Twoje polecenie - Znajdź w poniższych pozycjach każdy wiersz zawierający ciąg "hull" i przepisz go. Wielkość liter ma znaczenie.

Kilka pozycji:
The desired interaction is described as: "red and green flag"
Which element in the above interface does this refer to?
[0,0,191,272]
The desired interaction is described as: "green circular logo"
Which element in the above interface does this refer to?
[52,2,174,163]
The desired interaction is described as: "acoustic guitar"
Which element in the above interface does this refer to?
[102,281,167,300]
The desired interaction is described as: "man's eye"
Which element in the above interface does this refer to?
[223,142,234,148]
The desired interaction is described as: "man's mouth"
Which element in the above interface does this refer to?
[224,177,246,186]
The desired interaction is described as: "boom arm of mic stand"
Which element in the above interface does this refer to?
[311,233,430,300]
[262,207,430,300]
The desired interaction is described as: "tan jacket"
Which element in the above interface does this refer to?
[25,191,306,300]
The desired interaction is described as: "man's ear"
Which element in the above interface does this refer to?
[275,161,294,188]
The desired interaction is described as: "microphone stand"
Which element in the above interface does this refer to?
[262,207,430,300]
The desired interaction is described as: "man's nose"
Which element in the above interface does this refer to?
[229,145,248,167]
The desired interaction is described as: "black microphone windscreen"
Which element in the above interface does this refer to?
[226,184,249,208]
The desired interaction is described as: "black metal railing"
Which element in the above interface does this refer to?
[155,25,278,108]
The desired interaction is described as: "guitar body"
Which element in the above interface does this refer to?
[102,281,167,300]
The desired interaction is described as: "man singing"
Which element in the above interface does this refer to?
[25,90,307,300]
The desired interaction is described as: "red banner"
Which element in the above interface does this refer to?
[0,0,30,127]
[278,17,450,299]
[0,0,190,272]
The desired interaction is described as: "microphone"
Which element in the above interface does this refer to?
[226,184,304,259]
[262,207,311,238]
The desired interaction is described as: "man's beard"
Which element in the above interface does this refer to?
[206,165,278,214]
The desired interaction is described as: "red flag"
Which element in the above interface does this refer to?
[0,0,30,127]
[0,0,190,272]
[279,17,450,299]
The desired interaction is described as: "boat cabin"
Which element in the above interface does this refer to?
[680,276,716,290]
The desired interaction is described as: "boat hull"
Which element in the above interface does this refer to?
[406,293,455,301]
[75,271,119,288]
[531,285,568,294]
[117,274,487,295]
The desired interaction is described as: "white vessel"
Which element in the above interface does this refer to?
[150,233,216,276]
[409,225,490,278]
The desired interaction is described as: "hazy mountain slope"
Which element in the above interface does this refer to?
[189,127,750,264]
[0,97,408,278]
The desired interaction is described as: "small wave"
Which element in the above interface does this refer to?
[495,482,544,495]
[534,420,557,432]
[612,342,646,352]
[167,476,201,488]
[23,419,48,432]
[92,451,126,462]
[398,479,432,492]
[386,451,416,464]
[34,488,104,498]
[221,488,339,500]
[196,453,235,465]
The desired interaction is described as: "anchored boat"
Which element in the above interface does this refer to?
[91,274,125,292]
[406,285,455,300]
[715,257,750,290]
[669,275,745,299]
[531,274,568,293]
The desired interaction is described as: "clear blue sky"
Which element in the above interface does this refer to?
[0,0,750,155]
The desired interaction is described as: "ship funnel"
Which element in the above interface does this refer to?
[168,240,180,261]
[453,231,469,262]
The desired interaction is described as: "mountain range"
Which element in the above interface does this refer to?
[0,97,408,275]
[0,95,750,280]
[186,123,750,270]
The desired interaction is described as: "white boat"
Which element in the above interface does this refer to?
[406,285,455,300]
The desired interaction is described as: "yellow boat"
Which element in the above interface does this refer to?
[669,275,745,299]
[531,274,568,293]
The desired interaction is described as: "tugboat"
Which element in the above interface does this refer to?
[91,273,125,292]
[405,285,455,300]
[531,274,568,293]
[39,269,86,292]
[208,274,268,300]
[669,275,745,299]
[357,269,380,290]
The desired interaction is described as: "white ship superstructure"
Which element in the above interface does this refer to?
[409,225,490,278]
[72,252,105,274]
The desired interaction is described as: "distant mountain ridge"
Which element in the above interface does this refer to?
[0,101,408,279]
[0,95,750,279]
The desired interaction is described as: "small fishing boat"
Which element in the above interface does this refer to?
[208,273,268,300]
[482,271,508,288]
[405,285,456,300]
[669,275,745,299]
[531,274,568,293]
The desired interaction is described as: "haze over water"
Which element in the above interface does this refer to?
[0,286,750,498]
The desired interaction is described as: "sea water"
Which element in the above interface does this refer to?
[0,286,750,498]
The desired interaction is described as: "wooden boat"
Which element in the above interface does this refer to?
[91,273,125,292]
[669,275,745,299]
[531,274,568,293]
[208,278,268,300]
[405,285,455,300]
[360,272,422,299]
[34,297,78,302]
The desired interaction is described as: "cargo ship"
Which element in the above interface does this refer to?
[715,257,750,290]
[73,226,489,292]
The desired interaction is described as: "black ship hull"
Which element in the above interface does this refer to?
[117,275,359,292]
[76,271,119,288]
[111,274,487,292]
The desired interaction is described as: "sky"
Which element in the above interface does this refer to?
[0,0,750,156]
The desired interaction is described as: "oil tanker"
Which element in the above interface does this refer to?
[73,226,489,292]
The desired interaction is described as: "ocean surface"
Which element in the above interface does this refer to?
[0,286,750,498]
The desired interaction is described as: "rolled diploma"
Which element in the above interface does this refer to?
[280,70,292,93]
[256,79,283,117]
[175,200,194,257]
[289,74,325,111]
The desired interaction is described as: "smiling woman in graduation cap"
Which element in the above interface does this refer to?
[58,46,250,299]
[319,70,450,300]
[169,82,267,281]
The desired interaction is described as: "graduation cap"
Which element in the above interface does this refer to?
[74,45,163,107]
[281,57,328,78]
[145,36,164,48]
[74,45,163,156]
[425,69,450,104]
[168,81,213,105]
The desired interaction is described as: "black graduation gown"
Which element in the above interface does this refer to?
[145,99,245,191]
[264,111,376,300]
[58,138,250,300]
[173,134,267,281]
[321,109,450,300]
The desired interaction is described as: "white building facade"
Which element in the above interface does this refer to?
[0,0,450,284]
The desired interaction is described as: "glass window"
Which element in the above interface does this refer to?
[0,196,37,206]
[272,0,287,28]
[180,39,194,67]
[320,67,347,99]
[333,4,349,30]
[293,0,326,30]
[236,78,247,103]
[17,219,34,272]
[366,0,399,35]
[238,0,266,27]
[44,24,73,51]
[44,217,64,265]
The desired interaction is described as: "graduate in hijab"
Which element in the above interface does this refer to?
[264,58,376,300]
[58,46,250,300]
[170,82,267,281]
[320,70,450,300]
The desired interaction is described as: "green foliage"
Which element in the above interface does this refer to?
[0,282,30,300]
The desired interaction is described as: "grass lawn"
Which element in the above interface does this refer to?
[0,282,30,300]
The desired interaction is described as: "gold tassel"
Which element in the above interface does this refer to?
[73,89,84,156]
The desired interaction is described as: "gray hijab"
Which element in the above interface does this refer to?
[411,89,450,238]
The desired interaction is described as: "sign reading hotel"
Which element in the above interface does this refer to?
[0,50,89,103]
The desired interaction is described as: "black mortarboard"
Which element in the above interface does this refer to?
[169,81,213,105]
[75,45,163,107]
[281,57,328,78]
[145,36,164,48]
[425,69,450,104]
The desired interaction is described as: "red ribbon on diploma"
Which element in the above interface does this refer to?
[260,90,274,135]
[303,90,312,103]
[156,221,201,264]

Rozwiązanie pisemne -
The desired interaction is described as: "boat hull"
The desired interaction is described as: "black ship hull"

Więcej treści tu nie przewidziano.